(Items from a dataset)
● ● ●
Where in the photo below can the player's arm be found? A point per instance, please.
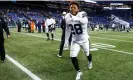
(62, 24)
(83, 19)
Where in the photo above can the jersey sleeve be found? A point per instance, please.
(82, 18)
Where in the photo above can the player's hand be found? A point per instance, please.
(75, 18)
(8, 36)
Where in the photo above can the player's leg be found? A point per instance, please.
(86, 49)
(74, 50)
(47, 33)
(62, 44)
(52, 34)
(2, 50)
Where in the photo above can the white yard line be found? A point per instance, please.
(100, 48)
(113, 39)
(117, 36)
(107, 39)
(117, 51)
(33, 76)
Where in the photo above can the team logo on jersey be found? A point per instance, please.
(84, 15)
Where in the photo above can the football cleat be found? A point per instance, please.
(90, 65)
(65, 48)
(59, 56)
(78, 76)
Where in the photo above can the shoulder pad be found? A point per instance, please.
(83, 14)
(67, 15)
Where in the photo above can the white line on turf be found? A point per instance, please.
(101, 48)
(33, 76)
(117, 51)
(113, 39)
(108, 39)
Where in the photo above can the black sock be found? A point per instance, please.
(52, 36)
(75, 63)
(89, 57)
(47, 35)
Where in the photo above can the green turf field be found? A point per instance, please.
(39, 56)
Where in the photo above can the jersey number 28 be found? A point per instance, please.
(76, 29)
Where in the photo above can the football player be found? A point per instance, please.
(49, 23)
(76, 23)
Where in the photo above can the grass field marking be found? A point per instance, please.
(33, 76)
(100, 48)
(117, 51)
(102, 45)
(106, 38)
(113, 39)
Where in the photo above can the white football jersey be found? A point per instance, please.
(49, 22)
(77, 25)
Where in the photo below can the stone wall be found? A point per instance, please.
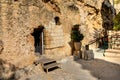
(19, 19)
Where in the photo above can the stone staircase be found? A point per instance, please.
(115, 52)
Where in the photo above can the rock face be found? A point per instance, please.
(20, 18)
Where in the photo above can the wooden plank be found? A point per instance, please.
(44, 61)
(51, 65)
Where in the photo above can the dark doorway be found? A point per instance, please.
(38, 39)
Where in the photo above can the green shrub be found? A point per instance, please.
(116, 21)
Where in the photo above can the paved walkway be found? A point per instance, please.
(97, 69)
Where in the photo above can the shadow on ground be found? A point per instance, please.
(101, 69)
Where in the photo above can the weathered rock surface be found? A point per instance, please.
(19, 18)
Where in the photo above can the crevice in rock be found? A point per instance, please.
(73, 7)
(96, 10)
(107, 12)
(57, 20)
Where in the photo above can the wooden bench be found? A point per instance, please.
(53, 65)
(47, 63)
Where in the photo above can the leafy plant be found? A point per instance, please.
(116, 21)
(117, 1)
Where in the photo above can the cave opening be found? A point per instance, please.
(57, 20)
(38, 40)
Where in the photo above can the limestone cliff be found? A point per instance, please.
(19, 19)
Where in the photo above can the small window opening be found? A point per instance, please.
(57, 20)
(37, 34)
(15, 0)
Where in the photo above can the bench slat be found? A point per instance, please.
(51, 65)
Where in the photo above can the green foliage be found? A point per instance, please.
(116, 21)
(117, 1)
(76, 36)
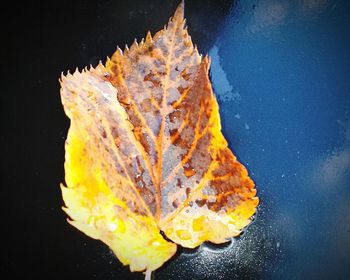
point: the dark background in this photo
(280, 70)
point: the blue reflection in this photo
(280, 70)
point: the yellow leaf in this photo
(145, 152)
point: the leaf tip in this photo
(148, 37)
(179, 13)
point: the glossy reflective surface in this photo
(280, 70)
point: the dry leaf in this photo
(145, 153)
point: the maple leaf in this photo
(145, 152)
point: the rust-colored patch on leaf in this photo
(145, 152)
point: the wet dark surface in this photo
(280, 70)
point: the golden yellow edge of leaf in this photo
(90, 204)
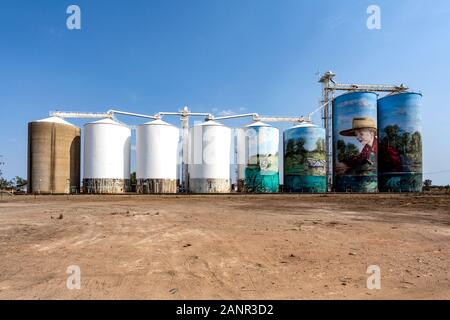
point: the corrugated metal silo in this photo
(305, 159)
(355, 142)
(209, 159)
(261, 158)
(400, 158)
(240, 158)
(107, 152)
(156, 157)
(53, 156)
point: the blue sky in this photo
(216, 55)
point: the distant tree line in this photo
(15, 183)
(407, 144)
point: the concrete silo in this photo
(260, 144)
(53, 156)
(355, 142)
(210, 159)
(156, 157)
(400, 155)
(107, 150)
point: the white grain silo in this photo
(156, 157)
(241, 157)
(209, 159)
(107, 149)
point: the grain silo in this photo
(157, 157)
(400, 157)
(261, 158)
(355, 142)
(209, 159)
(53, 156)
(107, 152)
(305, 159)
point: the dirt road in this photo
(225, 247)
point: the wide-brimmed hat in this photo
(359, 123)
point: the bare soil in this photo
(225, 247)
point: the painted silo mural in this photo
(355, 142)
(400, 158)
(305, 159)
(261, 169)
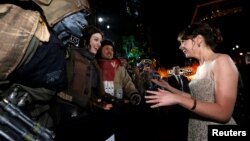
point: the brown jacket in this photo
(79, 82)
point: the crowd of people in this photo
(66, 76)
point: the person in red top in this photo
(117, 81)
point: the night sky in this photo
(163, 21)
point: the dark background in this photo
(159, 22)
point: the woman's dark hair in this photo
(211, 34)
(88, 32)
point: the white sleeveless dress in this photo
(202, 88)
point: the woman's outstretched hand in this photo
(161, 83)
(160, 98)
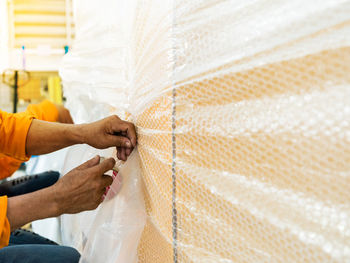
● ● ●
- **Exercise details**
Strip out the pictures and quote the remaining data word for word.

- **Exercise response**
Where in the photo below can the player's arm be found? A point per instance, please.
(62, 24)
(83, 19)
Where in the photo above can the jersey sleeve be found? A point per instance, please.
(82, 18)
Where in the photo above can the player's hand be found? A point per instance, please.
(75, 18)
(8, 36)
Where in the photo above can the player's leg be found? A point per instance, please.
(86, 49)
(74, 50)
(47, 33)
(62, 44)
(52, 34)
(2, 50)
Where in the photo above can the white yard line be found? A point per instance, please.
(100, 48)
(113, 39)
(117, 36)
(107, 39)
(117, 51)
(33, 76)
Where in the photo above can the team logo on jersey be found? A point per instance, please.
(84, 15)
Where in the photo above can the football cleat be found? A point per instance, please.
(90, 65)
(65, 48)
(59, 56)
(78, 76)
Where in the photo above can the shoulder pad be found? A point per instance, please.
(83, 14)
(67, 15)
Where in the photo above can the white line on turf be found? A point per instance, please.
(101, 48)
(33, 76)
(117, 51)
(113, 39)
(108, 39)
Where in the photo above can the black sock be found? A point per instance, please.
(52, 36)
(75, 63)
(89, 57)
(47, 35)
Where in the photo above can the green turf field be found? A point per instance, please.
(39, 56)
Where in the photo above can the jersey number 28 be found? A point per instance, please.
(76, 29)
Where in the photo above can the football player be found? A point per instance, please.
(49, 23)
(76, 23)
Where in the photo above can the grass field marking be found? A point per instance, please.
(33, 76)
(100, 48)
(117, 51)
(102, 45)
(106, 38)
(113, 39)
Where in the photo above can the white football jersey be found? A point per instance, please.
(49, 22)
(77, 25)
Where in the photo below can the stone wall be found? A point per instance, please.
(19, 19)
Where in the photo above can the stone staircase be found? A point per instance, please.
(115, 52)
Where in the photo above can the rock face be found? A point per instance, please.
(20, 18)
Where in the photo above can the wooden plank be found? A point per instance, please.
(44, 61)
(51, 65)
Where in the photo above can the dark doorway be found? A point per instance, please.
(38, 39)
Where in the photo above can the green shrub be found? A point per instance, please.
(116, 21)
Where in the photo above can the paved walkway be found? A point per instance, please.
(97, 69)
Where in the photo above can the shadow on ground be found? A point per instance, please.
(101, 69)
Where in the photo above can the weathered rock surface be found? A point per instance, please.
(19, 18)
Where in the photo above can the crevice in rock be found? A point per instance, please.
(73, 7)
(96, 10)
(107, 12)
(57, 20)
Where in the photo above can the wooden bench be found? A point per instance, please.
(53, 65)
(47, 63)
Where in the photo above can the leafy plant be found? A point per instance, please.
(116, 21)
(117, 1)
Where in the photo above can the cave opening be found? A point per instance, please.
(57, 20)
(38, 40)
Where in the photo above can the limestone cliff be found? A point per instance, please.
(19, 19)
Where in the photo above can the small window opening be found? A point per instance, please.
(57, 20)
(37, 34)
(15, 0)
Where in the photo above can the bench slat be found? A point per instance, please.
(51, 65)
Where in the photo above can the green foliage be found? A point per instance, please.
(116, 21)
(117, 1)
(76, 36)
point: the dark background in this photo
(280, 70)
point: the blue reflection in this photo
(280, 70)
point: the yellow leaf in this photo
(145, 152)
point: the leaf tip in this photo
(148, 37)
(179, 13)
point: the glossy reflective surface in this photo
(280, 70)
point: the dry leaf in this photo
(145, 153)
point: the maple leaf in this photo
(145, 152)
point: the rust-colored patch on leaf in this photo
(145, 152)
point: the wet dark surface in this photo
(280, 70)
point: the golden yellow edge of leaf in this photo
(90, 204)
point: the corrugated metal silo in this photo
(305, 159)
(355, 142)
(209, 159)
(261, 158)
(400, 158)
(240, 158)
(107, 152)
(156, 157)
(53, 156)
point: the blue sky in this photo
(216, 55)
point: the distant tree line in this photo
(15, 183)
(407, 144)
point: the concrete silo in this photo
(260, 144)
(53, 156)
(355, 142)
(210, 159)
(156, 157)
(400, 155)
(107, 150)
point: the white grain silo in this photo
(156, 157)
(241, 157)
(209, 159)
(107, 149)
point: the grain silo in this photo
(157, 157)
(400, 157)
(261, 158)
(355, 142)
(209, 159)
(53, 156)
(107, 152)
(305, 159)
point: the dirt road in this photo
(225, 247)
point: the wide-brimmed hat in this photo
(359, 123)
point: the bare soil in this photo
(225, 247)
point: the painted silo mural in this photo
(355, 142)
(400, 158)
(305, 159)
(261, 169)
point: the brown jacket in this photo
(79, 82)
point: the crowd of people in this photo
(66, 76)
point: the person in red top in this photo
(117, 81)
point: the night sky in this photo
(163, 21)
point: the dark background in this photo
(159, 22)
point: the woman's dark hair in this photo
(211, 34)
(88, 32)
point: the white sleeveless dress in this photo
(202, 88)
point: the woman's outstretched hand in this photo
(161, 83)
(160, 98)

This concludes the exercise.